[Dataset rows]
+++
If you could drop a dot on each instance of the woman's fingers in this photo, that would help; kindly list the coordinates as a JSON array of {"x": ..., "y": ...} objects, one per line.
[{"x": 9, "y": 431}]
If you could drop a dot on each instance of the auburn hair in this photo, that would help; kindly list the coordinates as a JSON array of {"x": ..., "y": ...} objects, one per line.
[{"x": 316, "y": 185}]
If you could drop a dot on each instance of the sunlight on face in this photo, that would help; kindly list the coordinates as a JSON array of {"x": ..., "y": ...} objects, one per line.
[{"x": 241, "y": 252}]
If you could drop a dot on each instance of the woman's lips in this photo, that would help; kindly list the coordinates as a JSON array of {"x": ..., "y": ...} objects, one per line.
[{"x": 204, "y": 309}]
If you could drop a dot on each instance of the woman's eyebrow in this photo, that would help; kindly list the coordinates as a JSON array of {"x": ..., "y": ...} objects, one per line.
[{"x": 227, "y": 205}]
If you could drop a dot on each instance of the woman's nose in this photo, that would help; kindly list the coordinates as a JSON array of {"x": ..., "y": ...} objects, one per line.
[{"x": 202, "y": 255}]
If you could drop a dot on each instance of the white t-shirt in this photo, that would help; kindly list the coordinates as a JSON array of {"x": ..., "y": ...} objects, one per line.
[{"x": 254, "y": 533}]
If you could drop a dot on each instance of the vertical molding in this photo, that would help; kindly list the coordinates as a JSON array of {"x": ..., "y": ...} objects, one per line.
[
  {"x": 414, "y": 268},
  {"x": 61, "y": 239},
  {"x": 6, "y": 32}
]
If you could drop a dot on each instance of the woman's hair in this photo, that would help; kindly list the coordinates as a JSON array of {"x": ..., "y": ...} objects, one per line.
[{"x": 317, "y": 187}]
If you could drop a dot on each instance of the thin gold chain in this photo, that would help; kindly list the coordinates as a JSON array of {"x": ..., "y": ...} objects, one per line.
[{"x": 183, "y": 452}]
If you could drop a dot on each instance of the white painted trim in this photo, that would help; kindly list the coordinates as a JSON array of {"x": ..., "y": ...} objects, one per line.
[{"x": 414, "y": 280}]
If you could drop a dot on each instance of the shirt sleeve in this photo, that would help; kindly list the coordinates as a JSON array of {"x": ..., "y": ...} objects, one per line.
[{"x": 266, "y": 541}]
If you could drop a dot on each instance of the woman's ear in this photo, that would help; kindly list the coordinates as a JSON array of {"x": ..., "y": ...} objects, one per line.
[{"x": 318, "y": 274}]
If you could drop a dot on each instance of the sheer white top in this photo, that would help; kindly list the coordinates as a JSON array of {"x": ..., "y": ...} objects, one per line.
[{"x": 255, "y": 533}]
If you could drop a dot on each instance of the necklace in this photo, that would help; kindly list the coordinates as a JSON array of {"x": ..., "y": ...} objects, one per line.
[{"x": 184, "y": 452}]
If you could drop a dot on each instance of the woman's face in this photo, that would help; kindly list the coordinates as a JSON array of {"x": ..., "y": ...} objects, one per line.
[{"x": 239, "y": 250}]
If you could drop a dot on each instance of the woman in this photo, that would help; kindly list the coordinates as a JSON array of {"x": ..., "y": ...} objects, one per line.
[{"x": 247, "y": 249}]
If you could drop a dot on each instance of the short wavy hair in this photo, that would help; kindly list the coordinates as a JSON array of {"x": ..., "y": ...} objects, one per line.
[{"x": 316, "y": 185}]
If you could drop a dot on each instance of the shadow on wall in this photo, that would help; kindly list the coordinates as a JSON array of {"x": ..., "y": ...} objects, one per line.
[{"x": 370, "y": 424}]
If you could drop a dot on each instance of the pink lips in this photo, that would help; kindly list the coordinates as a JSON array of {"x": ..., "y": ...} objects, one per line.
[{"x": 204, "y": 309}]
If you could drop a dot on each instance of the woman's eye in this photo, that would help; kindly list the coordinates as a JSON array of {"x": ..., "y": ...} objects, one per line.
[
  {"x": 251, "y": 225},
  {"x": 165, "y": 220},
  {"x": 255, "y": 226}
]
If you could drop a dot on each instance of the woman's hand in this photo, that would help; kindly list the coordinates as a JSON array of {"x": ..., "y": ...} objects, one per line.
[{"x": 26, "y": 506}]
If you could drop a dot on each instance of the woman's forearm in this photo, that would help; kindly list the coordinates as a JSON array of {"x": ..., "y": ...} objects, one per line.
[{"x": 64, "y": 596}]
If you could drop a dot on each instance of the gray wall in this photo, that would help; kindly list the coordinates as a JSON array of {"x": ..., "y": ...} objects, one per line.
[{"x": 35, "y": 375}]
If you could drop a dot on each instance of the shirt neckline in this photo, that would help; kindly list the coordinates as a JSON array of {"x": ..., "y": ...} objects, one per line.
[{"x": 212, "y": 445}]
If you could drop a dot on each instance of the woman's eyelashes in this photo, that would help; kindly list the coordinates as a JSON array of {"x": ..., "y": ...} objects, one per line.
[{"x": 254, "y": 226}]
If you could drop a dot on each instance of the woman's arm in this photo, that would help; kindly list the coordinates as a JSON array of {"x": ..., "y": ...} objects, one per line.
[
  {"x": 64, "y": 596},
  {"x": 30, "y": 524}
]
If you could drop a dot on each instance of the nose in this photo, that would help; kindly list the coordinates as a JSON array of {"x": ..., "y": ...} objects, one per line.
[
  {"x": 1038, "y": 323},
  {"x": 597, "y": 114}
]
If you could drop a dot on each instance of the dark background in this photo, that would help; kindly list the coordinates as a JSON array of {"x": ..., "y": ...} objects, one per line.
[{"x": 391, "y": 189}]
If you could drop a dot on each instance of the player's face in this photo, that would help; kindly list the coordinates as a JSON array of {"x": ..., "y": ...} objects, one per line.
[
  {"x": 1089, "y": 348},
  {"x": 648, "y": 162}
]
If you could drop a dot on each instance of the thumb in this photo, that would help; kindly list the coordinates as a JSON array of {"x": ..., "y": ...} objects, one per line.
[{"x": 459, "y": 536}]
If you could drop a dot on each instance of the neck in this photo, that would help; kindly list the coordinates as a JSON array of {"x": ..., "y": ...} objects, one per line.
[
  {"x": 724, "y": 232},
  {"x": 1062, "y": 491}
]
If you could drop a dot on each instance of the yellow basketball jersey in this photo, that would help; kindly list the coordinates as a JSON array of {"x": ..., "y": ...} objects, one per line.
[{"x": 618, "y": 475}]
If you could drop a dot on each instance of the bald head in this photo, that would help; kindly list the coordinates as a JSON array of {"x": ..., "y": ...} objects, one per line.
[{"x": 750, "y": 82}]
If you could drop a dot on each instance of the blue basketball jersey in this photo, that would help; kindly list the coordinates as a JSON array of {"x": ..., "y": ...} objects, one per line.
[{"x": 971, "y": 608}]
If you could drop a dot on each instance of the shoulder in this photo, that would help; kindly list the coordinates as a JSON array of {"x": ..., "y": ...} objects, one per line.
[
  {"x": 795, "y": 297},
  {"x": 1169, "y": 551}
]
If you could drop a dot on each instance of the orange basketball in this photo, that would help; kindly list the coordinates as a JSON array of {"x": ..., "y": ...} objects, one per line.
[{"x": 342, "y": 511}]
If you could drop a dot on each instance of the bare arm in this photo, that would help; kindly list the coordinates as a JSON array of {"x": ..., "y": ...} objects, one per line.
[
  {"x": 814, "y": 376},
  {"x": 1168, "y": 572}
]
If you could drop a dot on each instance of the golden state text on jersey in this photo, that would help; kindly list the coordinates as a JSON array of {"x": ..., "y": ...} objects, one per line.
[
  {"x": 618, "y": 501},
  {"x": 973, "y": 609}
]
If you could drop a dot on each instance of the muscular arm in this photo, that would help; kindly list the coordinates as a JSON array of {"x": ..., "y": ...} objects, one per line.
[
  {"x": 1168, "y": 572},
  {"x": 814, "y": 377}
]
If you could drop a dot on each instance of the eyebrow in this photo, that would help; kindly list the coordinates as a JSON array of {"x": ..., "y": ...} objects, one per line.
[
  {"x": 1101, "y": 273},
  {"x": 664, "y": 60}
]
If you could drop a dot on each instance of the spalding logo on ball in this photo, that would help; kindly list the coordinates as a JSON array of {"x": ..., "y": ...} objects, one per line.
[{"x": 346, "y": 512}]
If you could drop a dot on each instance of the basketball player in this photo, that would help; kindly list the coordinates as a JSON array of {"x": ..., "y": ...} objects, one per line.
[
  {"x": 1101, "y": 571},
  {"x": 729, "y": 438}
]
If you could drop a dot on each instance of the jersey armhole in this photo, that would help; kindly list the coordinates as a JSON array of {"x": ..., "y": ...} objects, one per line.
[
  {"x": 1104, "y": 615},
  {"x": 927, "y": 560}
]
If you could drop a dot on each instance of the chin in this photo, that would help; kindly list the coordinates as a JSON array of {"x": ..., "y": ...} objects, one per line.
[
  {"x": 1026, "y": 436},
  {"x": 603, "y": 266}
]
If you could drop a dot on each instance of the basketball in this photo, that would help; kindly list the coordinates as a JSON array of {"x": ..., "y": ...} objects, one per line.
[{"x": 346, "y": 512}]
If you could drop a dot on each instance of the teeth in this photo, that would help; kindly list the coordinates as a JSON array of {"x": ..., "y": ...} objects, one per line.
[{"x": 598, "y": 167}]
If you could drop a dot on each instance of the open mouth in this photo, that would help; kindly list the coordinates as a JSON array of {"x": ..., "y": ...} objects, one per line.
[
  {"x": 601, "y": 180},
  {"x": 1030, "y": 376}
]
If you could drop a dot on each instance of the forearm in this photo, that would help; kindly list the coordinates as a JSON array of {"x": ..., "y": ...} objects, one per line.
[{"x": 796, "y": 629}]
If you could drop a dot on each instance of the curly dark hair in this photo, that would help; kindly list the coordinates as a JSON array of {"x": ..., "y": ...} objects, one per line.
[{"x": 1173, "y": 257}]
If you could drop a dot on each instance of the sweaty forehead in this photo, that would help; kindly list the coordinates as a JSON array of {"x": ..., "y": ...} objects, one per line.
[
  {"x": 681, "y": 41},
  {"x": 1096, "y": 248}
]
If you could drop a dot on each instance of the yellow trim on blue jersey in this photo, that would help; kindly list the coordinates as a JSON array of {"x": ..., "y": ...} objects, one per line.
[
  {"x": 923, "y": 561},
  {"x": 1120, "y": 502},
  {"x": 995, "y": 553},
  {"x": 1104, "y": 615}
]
+++
_PROMPT_
Your task is to output exactly the lines running from the one with "the basketball in" through the final line of the material above, with both ends included.

_CORRECT RESULT_
If you could drop a dot on each instance of the basketball in this photo, that would help; kindly list the coordinates as a JSON array of {"x": ..., "y": ...} objects, one per line.
[{"x": 346, "y": 512}]
If you could drop a dot on each instance of the teeth in this photo, that would help; kindly list the coordinates as a JSON array of {"x": ..., "y": ...} objects, one per line.
[{"x": 598, "y": 167}]
If you could drop a dot on each instance of the open mouth in this photo, that would help; kindly list the coordinates as a JSON array of {"x": ..., "y": ...} objects, one per line.
[
  {"x": 601, "y": 180},
  {"x": 1030, "y": 376}
]
If you could drop a dot on each instance of the forearm in this photo, that would help; kindly list the coordinates as a JSON array of {"x": ..., "y": ...} objects, one per line.
[{"x": 796, "y": 629}]
If you could drop a dot on each instance of the curly dark hair in this photo, that would help; kindly list the coordinates as a JSON array of {"x": ..., "y": ...} objects, one per line.
[{"x": 1173, "y": 257}]
If you could drop a dot on each instance of the sweaty forehead in this photo, that would help; kindly list the coordinates as a JSON array of {"x": ..., "y": ...} objects, one per line.
[
  {"x": 681, "y": 41},
  {"x": 1096, "y": 248}
]
If you could drop a dot on each instance of the yellow trim on blue jersey in this photo, that would help; kindly list the coordinates as a JSON array of {"x": ..., "y": ...} objects, one per line.
[
  {"x": 923, "y": 561},
  {"x": 1120, "y": 502},
  {"x": 995, "y": 553},
  {"x": 1104, "y": 615}
]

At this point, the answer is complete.